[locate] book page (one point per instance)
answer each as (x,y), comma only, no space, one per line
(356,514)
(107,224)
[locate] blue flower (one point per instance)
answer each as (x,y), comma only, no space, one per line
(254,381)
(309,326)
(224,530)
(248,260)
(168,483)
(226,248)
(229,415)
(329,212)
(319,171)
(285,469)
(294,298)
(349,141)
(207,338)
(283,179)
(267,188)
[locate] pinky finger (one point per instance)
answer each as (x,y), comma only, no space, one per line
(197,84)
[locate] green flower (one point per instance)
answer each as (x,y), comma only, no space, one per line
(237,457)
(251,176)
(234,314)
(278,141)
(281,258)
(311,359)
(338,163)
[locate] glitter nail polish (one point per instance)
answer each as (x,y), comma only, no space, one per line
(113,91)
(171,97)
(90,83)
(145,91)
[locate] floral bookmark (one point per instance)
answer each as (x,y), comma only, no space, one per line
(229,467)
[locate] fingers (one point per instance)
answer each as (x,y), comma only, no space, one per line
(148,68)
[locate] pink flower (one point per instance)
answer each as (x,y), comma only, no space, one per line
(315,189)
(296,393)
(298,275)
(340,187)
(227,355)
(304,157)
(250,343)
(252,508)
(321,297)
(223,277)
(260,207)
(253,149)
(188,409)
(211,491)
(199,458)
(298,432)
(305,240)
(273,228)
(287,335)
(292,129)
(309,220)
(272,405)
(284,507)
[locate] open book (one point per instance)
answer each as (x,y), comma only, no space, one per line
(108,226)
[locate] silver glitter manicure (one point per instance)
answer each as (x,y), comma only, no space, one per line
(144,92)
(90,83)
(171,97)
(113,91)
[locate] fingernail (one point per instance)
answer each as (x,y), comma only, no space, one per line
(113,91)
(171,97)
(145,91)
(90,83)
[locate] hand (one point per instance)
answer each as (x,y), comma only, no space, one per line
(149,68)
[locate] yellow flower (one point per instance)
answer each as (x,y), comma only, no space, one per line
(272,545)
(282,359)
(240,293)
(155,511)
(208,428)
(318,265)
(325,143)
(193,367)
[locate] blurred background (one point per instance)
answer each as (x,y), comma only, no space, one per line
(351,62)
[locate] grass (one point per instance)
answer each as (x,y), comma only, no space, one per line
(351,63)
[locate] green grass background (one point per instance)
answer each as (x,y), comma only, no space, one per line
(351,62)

[GOAL OF THE EXERCISE] Your response should be an exact copy of all the records.

[SOLUTION]
[locate] book page (one point per instance)
answer each as (x,y), comma only, no space, one per line
(356,514)
(107,224)
[locate] blue flower (one point per instance)
answer each as (x,y), comma only, no space, one per line
(254,381)
(309,326)
(224,530)
(248,260)
(168,483)
(226,248)
(229,415)
(329,212)
(319,171)
(285,469)
(294,298)
(349,141)
(207,338)
(283,179)
(267,188)
[locate] pinky finger (one point per instance)
answer each as (x,y), comma only, no space, one per line
(197,84)
[locate] green flower (one point per instance)
answer each as (x,y), comma only, no space, one per line
(237,457)
(251,176)
(234,314)
(278,141)
(281,258)
(311,359)
(338,163)
[locate] glitter nail polish (one point per instance)
answer each as (x,y), comma only, no space, one per line
(113,91)
(171,97)
(90,83)
(145,91)
[locate] floral bookmark (one point per instance)
answer each as (x,y), comma only, no space, one per line
(229,467)
[locate] fingers (one point per instance)
answer each as (x,y), comma only, no space, one per line
(148,68)
[locate] pink flower (one point per instance)
answer each as (x,y), comma only, no space, one per line
(315,189)
(296,393)
(298,275)
(340,187)
(227,355)
(304,157)
(250,343)
(252,508)
(321,297)
(223,277)
(260,207)
(253,149)
(188,409)
(211,491)
(199,458)
(298,432)
(305,240)
(273,228)
(287,335)
(292,129)
(309,220)
(272,405)
(284,507)
[locate] open book (one point per instance)
answer each as (x,y), comma only, no space, one per line
(108,226)
[locate] silver glitter manicure (one point per instance)
answer each as (x,y), comma only, no space, one per line
(144,92)
(90,83)
(171,97)
(113,91)
[locate] fingernail (one point per instance)
answer each as (x,y), comma only, no space, one per line
(113,91)
(171,97)
(145,91)
(90,83)
[locate] hand (one point per instance)
answer each as (x,y), comma only, no space, one per line
(149,68)
[locate] yellow flower (one point per instance)
answer each as (x,y), comma only, no space, one per line
(272,545)
(282,359)
(240,293)
(155,511)
(208,428)
(318,265)
(325,143)
(193,367)
[locate] blurred background (one point per instance)
answer each as (x,y), comma only, no space, one per line
(351,62)
[locate] grass (one point per instance)
answer each as (x,y), comma only, no space, one per line
(351,63)
[locate] green grass background (one point per instance)
answer each as (x,y), comma only, no space, one per line
(351,62)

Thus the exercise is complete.